(INFORMATION SHOWN)

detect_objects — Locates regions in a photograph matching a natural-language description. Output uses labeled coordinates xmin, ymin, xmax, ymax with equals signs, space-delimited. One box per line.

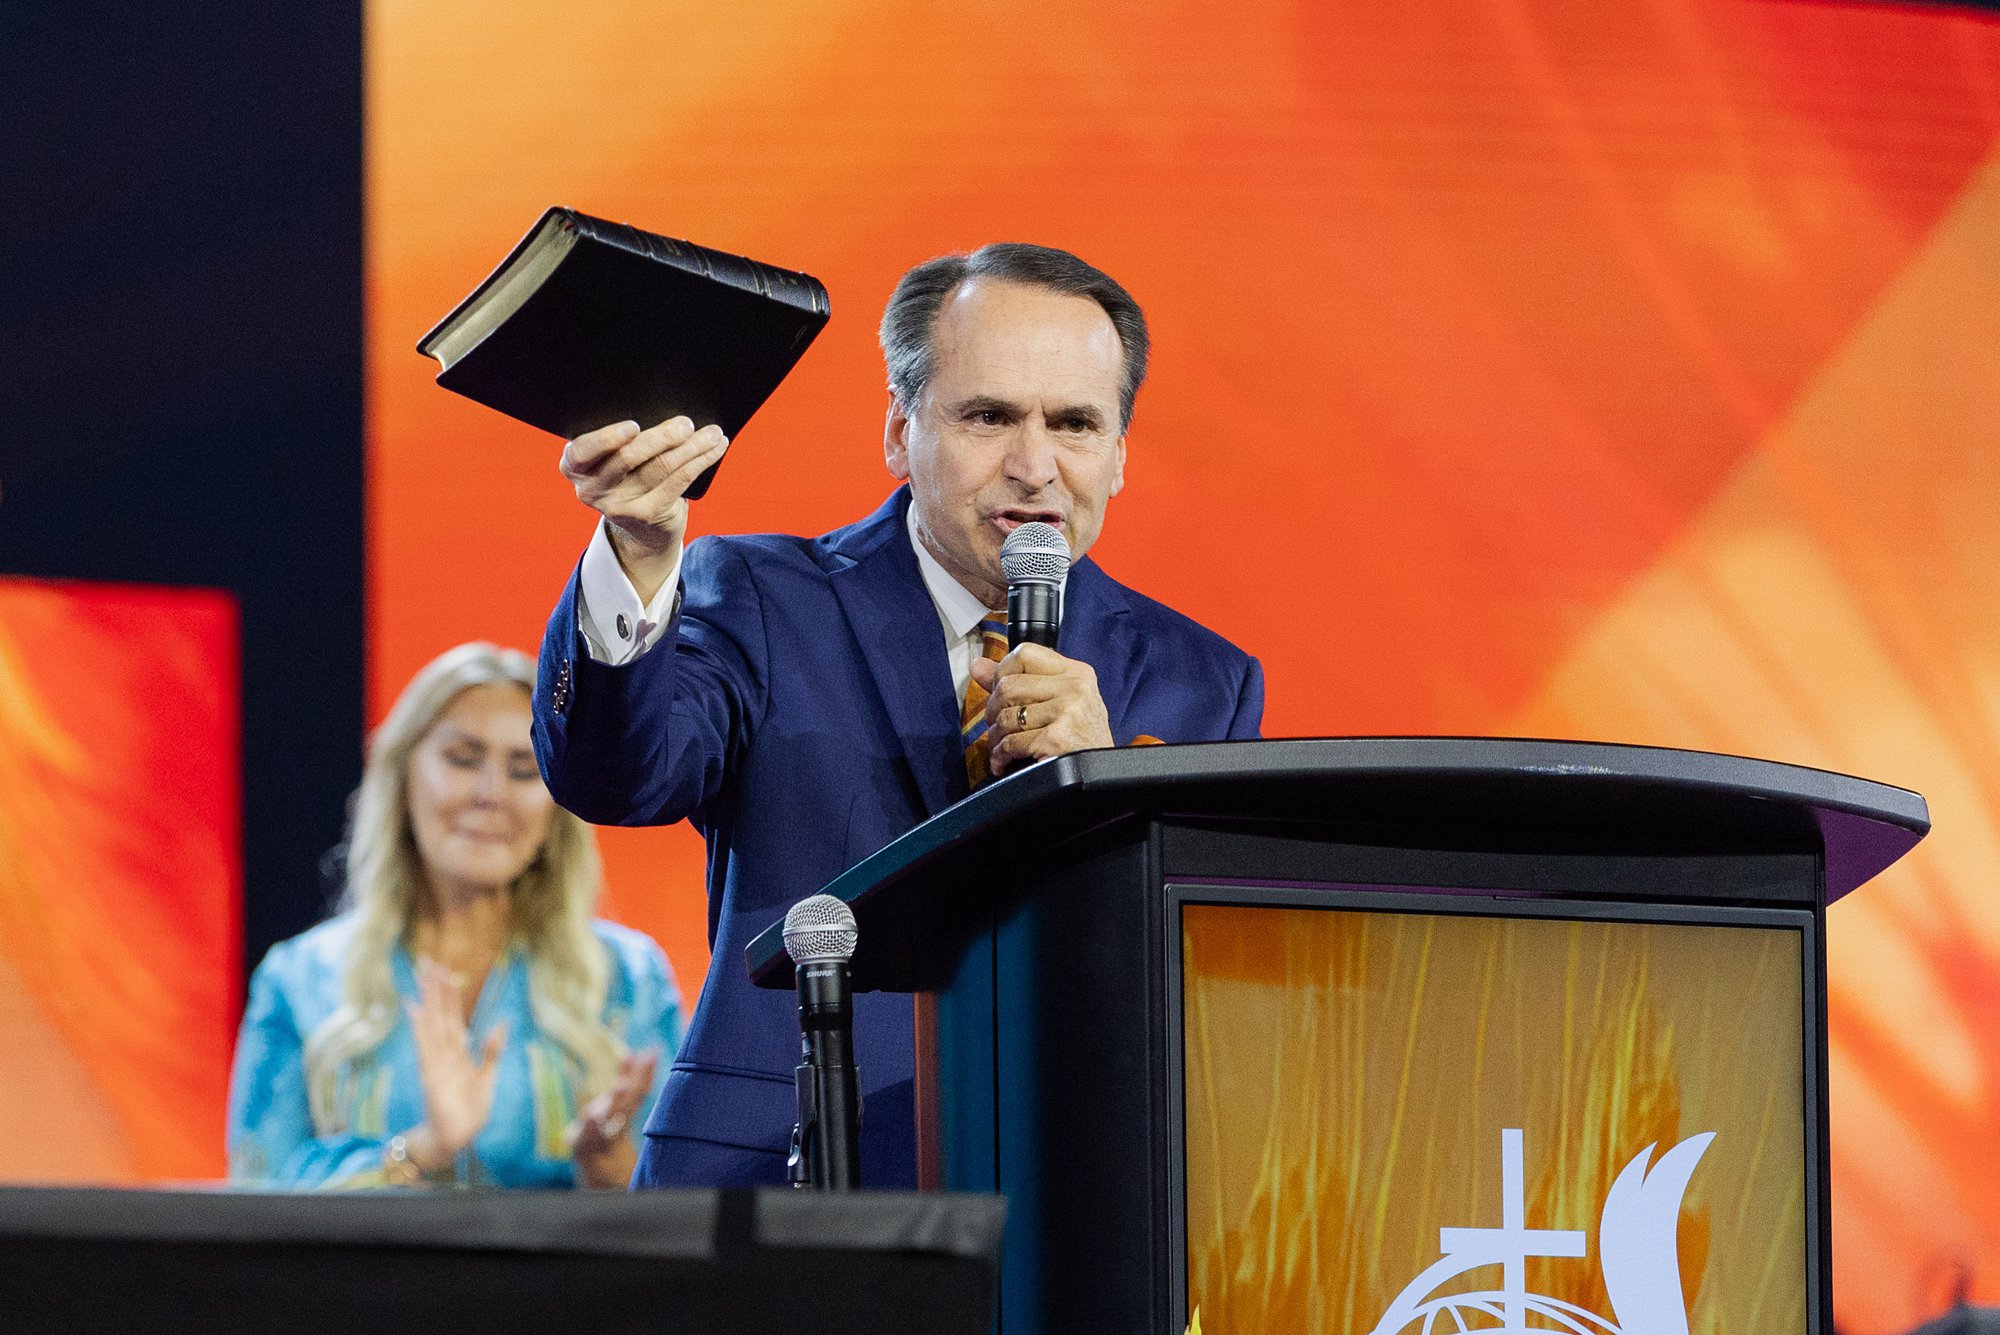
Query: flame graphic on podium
xmin=1366 ymin=1128 xmax=1714 ymax=1335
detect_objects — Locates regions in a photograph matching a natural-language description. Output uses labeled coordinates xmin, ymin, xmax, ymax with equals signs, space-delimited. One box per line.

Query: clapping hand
xmin=401 ymin=958 xmax=507 ymax=1173
xmin=567 ymin=1048 xmax=660 ymax=1189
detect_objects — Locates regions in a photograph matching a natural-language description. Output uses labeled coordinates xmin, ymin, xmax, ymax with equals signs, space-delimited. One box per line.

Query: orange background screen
xmin=367 ymin=4 xmax=2000 ymax=1329
xmin=0 ymin=579 xmax=238 ymax=1184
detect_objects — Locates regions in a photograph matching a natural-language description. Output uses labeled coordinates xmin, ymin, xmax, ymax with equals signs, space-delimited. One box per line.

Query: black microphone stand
xmin=786 ymin=925 xmax=862 ymax=1189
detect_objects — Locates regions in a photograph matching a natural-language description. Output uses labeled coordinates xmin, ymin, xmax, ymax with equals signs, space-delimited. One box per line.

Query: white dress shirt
xmin=576 ymin=521 xmax=681 ymax=666
xmin=576 ymin=507 xmax=1051 ymax=713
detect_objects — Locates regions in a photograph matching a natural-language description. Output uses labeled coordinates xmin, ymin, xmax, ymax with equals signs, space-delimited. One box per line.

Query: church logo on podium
xmin=1367 ymin=1127 xmax=1714 ymax=1335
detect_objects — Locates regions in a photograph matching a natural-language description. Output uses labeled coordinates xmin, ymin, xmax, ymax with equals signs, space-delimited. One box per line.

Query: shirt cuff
xmin=577 ymin=520 xmax=682 ymax=666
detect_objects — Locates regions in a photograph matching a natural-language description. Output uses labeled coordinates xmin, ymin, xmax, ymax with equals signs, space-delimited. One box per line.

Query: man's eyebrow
xmin=947 ymin=395 xmax=1109 ymax=427
xmin=1048 ymin=403 xmax=1108 ymax=428
xmin=947 ymin=394 xmax=1023 ymax=418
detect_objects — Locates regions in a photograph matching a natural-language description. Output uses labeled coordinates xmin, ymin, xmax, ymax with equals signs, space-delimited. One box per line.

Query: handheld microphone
xmin=783 ymin=894 xmax=861 ymax=1190
xmin=1000 ymin=521 xmax=1070 ymax=649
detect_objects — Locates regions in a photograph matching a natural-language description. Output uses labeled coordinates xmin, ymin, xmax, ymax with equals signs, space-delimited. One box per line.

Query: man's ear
xmin=1110 ymin=433 xmax=1127 ymax=497
xmin=884 ymin=398 xmax=912 ymax=481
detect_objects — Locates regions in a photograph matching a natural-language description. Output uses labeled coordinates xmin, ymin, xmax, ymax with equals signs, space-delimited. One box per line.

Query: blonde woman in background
xmin=227 ymin=643 xmax=683 ymax=1188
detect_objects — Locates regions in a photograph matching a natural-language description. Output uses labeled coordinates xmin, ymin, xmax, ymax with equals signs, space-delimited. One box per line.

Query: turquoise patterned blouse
xmin=226 ymin=914 xmax=683 ymax=1189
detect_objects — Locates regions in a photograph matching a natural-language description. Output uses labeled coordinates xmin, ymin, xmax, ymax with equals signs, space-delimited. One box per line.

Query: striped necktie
xmin=960 ymin=614 xmax=1009 ymax=788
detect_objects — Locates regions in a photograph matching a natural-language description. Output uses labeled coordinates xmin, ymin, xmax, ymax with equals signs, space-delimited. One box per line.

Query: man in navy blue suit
xmin=532 ymin=244 xmax=1264 ymax=1188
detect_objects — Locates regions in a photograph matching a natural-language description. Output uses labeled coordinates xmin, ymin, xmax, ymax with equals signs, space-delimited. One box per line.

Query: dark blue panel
xmin=0 ymin=0 xmax=364 ymax=986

(End INFORMATION SHOWN)

BRIEF
Write the full listing out again with every line unchanged, but include no pictures.

ANSWER
detect_objects — Locates regions in a photograph matching a natural-language description. Output uses labeled coordinates xmin, ymin, xmax, ymax with equals signs, space-delimited. One box per line.

Query: flame graphic on podium
xmin=1366 ymin=1128 xmax=1714 ymax=1335
detect_objects — Locates regions in a photograph matching a natural-language description. Output uses labeled coordinates xmin, ymin, xmax, ymax with equals signs, space-delimited. One box per line.

Query: clapping hand
xmin=401 ymin=958 xmax=507 ymax=1173
xmin=567 ymin=1048 xmax=660 ymax=1189
detect_objects — Locates regions in a photograph matching a natural-language description. Output uses labeled coordinates xmin, ymin, xmax, ymax with equals signs, space-delimited. One box per line.

Query: orange background screen
xmin=367 ymin=4 xmax=2000 ymax=1329
xmin=0 ymin=579 xmax=238 ymax=1184
detect_objects — Locates regions in a photograph matching a natural-language description. Output uses labeled coordinates xmin, ymin, xmax, ymax with equals signs, space-delimited. One box per line.

Query: black microphone stand
xmin=786 ymin=925 xmax=862 ymax=1189
detect_objects — Locates regions in a photograph matching a natural-language description. Output uses labeled coordinates xmin, ymin, xmax, ymax with equals signs, space-delimited. One box per line.

Query: white dress shirt
xmin=576 ymin=521 xmax=681 ymax=666
xmin=576 ymin=507 xmax=1051 ymax=713
detect_objects — Locates regions in a photograph matching a natural-language description. Output uses labeled coordinates xmin, ymin, xmax, ymax with equals signs, space-delimited. One box per line.

Query: church logo on podium
xmin=1367 ymin=1127 xmax=1714 ymax=1335
detect_objects — Locates regions in a photograph matching a natural-language description. Output uses labeled coordinates xmin, ymin, xmax, ymax with equals signs, space-delimited. One box per line.

Query: shirt cuff
xmin=577 ymin=520 xmax=682 ymax=666
detect_objects — Locates regions in a photograph matching a natural-language description. Output uses labeled coordinates xmin, ymin, xmax, ymax with equals signs, space-delimited. One box per line.

Query: man's eyebrow
xmin=947 ymin=395 xmax=1109 ymax=427
xmin=1048 ymin=403 xmax=1108 ymax=428
xmin=947 ymin=394 xmax=1023 ymax=418
detect_objects — Locates regions in a photograph matching a natural-language description. Output uses labeled coordinates xmin, ymin, xmax, ymax with equals signs, space-delimited. One box per line.

Query: handheld microphone
xmin=783 ymin=894 xmax=861 ymax=1190
xmin=1000 ymin=521 xmax=1070 ymax=649
detect_objects — Locates regions in a photograph matching a natural-language description. Output uses labeled coordinates xmin, ymin, xmax, ymax with equals signs, space-delimited. One box per line.

Query: man's ear
xmin=1110 ymin=433 xmax=1127 ymax=497
xmin=884 ymin=398 xmax=912 ymax=481
detect_objects — Locates regions in a photograph matching a natural-language description. Output uses labeled coordinates xmin, ymin, xmax, ymax with equals signs, space-delimited. One box per line.

Query: blonde woman in background
xmin=227 ymin=643 xmax=683 ymax=1188
detect_objects — Locates regions in a photograph matching a natural-language description. Output uses labeled coordinates xmin, ymin, xmax, ymax with equals signs, space-delimited. One box per line.

Query: turquoise patterned blouse
xmin=226 ymin=914 xmax=683 ymax=1189
detect_objects — Locates regions in a photograph matching a natural-language description. Output uses labeled coordinates xmin, ymin, xmax, ymax with equals signs, space-delimited. One box per line.

Query: striped necktie
xmin=960 ymin=614 xmax=1009 ymax=788
detect_objects — Locates regions in a photograph matching a natural-language description. Output uses labeled coordinates xmin, ymin, xmax, ymax with equals signs, space-delimited. One box per line.

Query: man in navy blue suit
xmin=532 ymin=244 xmax=1264 ymax=1188
detect_objects — Locates regions in a photograph matching a natural-language description. Output uses labeled coordinates xmin, ymin, xmax, ymax with equals signs, space-delimited. One box per line.

Query: dark blue panel
xmin=0 ymin=0 xmax=364 ymax=986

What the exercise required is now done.